= Beginning of Section =
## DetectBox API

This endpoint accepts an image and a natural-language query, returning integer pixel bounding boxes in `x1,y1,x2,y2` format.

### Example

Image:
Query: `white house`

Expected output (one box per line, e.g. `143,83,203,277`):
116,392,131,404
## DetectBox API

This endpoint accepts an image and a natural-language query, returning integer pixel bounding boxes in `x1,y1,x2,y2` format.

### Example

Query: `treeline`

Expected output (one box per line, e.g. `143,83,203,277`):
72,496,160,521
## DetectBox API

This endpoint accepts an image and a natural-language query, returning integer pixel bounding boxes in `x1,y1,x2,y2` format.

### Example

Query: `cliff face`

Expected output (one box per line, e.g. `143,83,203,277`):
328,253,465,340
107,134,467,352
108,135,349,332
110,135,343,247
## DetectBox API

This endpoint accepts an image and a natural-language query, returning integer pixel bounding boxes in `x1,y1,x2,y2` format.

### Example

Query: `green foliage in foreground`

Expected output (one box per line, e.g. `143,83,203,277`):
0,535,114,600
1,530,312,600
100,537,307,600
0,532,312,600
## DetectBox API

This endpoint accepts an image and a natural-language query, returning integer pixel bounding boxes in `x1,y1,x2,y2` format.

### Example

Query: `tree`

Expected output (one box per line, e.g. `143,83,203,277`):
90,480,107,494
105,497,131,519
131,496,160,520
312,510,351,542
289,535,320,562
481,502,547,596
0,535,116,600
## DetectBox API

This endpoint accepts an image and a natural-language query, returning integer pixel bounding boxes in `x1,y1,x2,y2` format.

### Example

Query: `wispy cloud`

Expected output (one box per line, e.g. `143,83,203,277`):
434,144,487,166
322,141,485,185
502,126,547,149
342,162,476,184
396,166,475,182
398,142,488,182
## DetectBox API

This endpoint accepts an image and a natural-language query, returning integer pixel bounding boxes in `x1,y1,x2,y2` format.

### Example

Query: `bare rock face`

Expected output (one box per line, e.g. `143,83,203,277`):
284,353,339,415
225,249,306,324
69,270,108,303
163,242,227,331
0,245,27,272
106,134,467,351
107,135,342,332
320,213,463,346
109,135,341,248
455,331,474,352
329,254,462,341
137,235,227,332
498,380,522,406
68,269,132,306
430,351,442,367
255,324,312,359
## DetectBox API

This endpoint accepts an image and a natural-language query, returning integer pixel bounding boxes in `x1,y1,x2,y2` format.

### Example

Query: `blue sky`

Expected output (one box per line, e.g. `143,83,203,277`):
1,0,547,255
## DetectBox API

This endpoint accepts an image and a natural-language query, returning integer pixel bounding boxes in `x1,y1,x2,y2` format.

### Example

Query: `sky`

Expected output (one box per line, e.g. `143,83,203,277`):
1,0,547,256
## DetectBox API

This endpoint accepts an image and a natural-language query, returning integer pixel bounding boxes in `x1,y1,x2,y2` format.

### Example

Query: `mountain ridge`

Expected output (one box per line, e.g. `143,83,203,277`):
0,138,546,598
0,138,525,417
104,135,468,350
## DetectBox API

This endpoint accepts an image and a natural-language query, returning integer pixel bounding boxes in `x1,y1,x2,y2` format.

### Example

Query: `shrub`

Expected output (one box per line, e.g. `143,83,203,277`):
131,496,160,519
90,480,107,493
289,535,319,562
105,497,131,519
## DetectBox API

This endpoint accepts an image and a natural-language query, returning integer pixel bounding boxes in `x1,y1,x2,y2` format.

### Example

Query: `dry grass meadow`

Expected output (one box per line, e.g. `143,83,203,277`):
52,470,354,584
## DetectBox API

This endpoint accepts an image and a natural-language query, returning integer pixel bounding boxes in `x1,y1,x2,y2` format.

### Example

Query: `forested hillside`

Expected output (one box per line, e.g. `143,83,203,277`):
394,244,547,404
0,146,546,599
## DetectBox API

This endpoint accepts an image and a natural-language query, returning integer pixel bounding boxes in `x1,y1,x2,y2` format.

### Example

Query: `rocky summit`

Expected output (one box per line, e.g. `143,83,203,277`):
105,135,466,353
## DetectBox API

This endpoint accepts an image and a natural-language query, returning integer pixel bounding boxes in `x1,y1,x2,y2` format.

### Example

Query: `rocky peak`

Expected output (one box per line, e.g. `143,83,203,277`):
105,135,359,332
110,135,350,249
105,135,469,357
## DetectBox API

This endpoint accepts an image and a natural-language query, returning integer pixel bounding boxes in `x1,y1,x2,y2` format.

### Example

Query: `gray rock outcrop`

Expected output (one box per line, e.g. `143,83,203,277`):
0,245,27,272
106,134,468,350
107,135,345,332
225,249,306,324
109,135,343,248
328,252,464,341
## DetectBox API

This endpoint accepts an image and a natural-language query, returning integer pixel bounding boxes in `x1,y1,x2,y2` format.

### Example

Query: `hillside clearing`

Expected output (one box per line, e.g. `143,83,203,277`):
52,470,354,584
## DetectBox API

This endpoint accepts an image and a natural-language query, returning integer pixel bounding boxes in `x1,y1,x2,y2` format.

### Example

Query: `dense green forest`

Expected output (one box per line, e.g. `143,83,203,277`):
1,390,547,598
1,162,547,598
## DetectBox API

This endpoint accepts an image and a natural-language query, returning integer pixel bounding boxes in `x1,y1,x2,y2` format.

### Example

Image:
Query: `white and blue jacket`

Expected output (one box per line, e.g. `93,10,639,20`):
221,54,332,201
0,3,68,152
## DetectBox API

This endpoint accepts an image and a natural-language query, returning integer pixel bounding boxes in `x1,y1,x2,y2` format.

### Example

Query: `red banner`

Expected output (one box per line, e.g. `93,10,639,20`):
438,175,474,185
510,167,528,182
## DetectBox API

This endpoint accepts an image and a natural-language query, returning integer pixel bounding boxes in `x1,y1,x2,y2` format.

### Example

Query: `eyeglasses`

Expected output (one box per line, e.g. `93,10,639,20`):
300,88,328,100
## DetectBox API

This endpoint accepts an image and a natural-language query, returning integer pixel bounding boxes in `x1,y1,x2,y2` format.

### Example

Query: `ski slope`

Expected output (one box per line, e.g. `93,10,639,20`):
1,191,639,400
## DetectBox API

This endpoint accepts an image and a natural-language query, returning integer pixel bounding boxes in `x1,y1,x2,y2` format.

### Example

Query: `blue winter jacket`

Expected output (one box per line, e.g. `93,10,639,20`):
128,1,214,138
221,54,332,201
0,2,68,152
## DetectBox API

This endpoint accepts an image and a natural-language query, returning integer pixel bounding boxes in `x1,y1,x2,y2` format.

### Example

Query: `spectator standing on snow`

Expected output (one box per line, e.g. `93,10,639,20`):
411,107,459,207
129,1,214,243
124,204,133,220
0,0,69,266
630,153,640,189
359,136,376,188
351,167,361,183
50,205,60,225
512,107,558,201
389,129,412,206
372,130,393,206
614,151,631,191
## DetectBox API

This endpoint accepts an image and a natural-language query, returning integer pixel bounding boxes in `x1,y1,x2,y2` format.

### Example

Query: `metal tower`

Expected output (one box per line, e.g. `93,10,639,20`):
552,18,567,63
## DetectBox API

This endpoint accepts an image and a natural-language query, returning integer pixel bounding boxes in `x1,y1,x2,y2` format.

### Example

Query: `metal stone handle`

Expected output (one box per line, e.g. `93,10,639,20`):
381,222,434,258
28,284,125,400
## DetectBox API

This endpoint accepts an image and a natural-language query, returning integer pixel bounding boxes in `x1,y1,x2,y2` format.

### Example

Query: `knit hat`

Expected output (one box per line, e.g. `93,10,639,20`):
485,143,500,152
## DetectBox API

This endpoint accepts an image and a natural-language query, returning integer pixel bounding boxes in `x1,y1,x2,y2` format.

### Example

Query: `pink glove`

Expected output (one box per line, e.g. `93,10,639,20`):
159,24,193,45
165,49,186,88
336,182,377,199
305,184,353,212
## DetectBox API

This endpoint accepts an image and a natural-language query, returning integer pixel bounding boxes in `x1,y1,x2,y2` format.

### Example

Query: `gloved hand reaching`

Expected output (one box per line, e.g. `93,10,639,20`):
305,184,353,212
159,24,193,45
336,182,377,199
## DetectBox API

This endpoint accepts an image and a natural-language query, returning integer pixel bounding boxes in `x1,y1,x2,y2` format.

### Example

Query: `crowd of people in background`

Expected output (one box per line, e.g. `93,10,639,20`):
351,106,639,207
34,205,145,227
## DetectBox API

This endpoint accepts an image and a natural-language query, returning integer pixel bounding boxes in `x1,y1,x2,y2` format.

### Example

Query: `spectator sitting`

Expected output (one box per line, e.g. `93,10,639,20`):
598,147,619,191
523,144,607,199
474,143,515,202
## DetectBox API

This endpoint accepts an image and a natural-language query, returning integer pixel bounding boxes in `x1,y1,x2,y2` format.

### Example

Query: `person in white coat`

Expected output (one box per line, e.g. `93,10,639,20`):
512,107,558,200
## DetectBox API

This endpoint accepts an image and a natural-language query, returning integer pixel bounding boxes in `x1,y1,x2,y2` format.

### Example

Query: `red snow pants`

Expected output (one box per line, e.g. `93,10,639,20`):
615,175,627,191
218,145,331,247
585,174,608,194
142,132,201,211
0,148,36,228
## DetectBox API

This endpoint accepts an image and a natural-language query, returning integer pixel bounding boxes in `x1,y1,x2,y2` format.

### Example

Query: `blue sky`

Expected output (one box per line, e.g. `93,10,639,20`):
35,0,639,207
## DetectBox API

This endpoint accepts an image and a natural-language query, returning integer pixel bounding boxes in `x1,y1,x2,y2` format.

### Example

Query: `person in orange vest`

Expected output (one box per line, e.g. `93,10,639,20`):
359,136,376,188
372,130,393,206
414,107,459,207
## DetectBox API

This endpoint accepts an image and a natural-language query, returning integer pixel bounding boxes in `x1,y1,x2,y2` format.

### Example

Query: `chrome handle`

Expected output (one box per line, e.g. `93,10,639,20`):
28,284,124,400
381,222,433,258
= End of Section =
- **WORK ITEM**
Only the number should be given: the count of lines above that hold the word "metal".

- **ANSWER SECTION**
2